## EXERCISE REQUIREMENTS
Reproduce every line of the listing below verbatim, with no changes.
= = = =
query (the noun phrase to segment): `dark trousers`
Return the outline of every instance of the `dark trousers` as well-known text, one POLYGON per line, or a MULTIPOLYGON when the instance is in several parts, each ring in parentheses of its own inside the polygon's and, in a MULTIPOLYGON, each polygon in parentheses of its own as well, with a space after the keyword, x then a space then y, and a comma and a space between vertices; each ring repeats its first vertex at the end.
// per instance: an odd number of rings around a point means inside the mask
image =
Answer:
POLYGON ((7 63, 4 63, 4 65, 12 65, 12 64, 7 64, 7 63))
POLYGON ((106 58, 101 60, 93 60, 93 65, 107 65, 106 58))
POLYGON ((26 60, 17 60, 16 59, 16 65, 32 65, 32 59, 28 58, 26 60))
= = = =
## WRITTEN SOLUTION
query (the noun phrase to segment): `dark trousers`
Return the outline of every instance of the `dark trousers` as well-known text, one POLYGON per line, or a MULTIPOLYGON when the instance is in several parts, each ring in parentheses of its own inside the polygon's and, in a MULTIPOLYGON, each polygon in parentheses of its own as well, with a space after the keyword, x then a space then y, and a comma and a space between vertices; each ring repeats its first vertex at the end.
// per instance: an odd number of rings around a point means inside the mask
image =
Answer:
POLYGON ((7 63, 4 63, 4 65, 12 65, 12 64, 7 64, 7 63))
POLYGON ((106 58, 101 60, 93 60, 93 65, 107 65, 106 58))
POLYGON ((26 60, 17 60, 16 59, 16 65, 32 65, 32 59, 28 58, 26 60))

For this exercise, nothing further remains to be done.